PROBLEM:
Continue the forum discussion of Ivan Henry's acquittal from the point where it stops.

SOURCE EXTRACT:
Ivan Henry has been acquitted of the sexual assault charges that sent him to prison for 26 years, thanks to a B.C. Court of Appeal ruling Wednesday.

For the latest on this breaking story, visit http://www.cbc.ca/canada/british-columbia/story/2010/10/27/bc-ivan-henry-ruling.html

I know that Billy & Hawkeye will probably jump all over this like a jackel at a rabbit convention, but the opposite situation has to be presented in fairness.
Arella Mae
 
  1  
Reply Wed 27 Oct, 2010 08:17 pm
@Intrepid,
How wonderful for him! His attitude is absolutely inspiring. Thank God for DNA and modern science.

None of us ever said innocent men don't get accused of rape or get convicted.
.
0 Replies
 
firefly
 
  1  
Reply Wed 27 Oct, 2010 08:29 pm
@Arella Mae,
Quote:
So let me see if I got it straight. The ones that some call rape feminists are against what is in that paragraph? I am sorry I am so confused.

SUPPLIED DATA:
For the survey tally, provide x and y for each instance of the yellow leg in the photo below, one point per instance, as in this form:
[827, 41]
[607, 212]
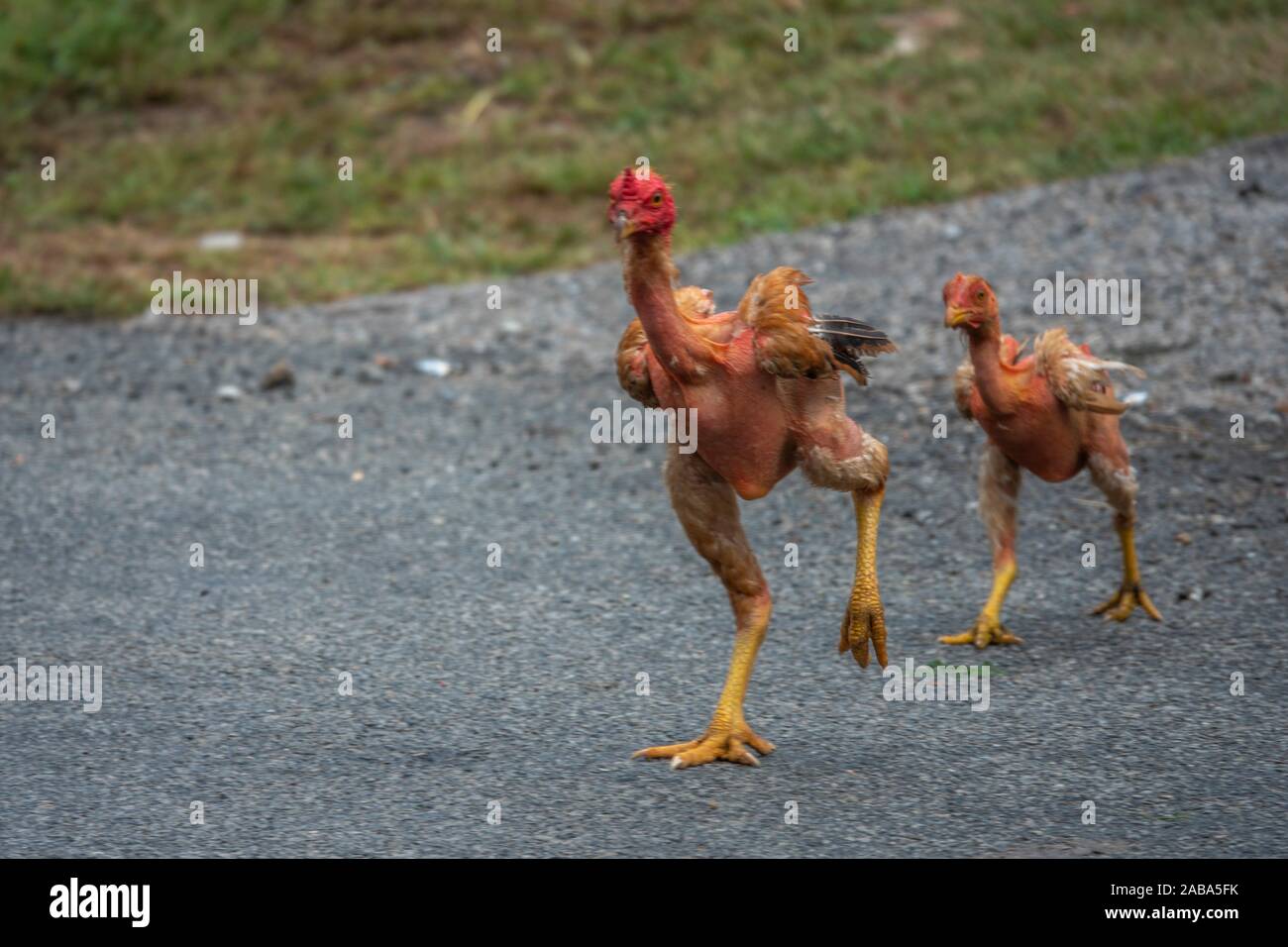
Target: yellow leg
[708, 510]
[988, 628]
[728, 735]
[1131, 594]
[864, 617]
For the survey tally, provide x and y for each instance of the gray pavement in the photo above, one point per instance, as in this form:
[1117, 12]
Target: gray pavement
[516, 684]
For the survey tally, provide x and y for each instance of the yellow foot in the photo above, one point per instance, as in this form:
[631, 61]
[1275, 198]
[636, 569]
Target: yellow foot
[1124, 603]
[983, 633]
[863, 622]
[713, 745]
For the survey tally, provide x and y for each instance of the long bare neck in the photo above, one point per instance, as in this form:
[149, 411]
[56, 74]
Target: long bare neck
[649, 277]
[991, 379]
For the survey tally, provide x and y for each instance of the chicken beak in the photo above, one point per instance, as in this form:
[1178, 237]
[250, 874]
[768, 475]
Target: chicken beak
[623, 224]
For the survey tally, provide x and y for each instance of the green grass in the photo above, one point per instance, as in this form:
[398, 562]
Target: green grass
[471, 163]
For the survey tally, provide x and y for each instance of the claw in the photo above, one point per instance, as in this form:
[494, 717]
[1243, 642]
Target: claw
[983, 633]
[864, 622]
[1122, 603]
[724, 745]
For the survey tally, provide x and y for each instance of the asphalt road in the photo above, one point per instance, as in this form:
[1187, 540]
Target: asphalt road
[518, 684]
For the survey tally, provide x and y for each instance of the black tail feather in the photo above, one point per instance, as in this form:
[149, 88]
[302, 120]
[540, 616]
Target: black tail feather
[850, 339]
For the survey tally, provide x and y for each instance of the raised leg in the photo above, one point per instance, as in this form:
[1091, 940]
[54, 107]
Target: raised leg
[708, 512]
[842, 457]
[999, 489]
[1112, 474]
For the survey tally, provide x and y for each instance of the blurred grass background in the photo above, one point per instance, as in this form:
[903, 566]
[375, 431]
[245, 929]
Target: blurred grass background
[471, 163]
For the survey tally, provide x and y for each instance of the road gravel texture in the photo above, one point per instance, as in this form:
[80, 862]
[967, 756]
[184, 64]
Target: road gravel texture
[476, 685]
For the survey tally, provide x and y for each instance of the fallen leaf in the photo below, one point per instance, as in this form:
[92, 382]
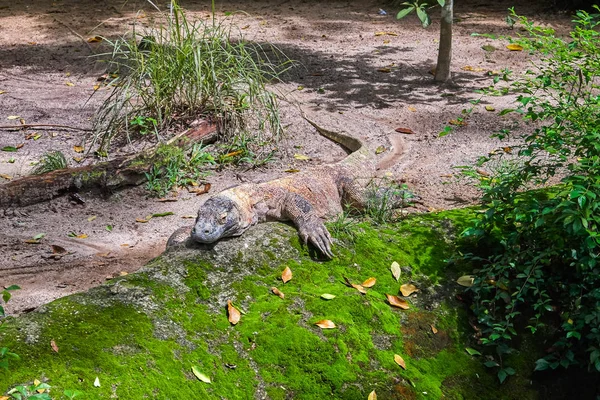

EXERCISE OUTPUT:
Don't apologize. I think McElroy's article is confusing, particularly if you are unfamiliar with the play. One of the voices in the play is that of a 13 year old girl (in later versions raised to 16 year old) who had been sexually traumatized earlier in her life (I guess by a man, I really don't remember). As an adolescent, she is seduced by an older woman and has a pleasurable sexual experience with that woman which helps to "cure" the damage from her earlier sexual trauma and makes her realize she doesn't need men. Yes, that would be statutory rape, and people did object to that--that's why the character's age was later raised to 16.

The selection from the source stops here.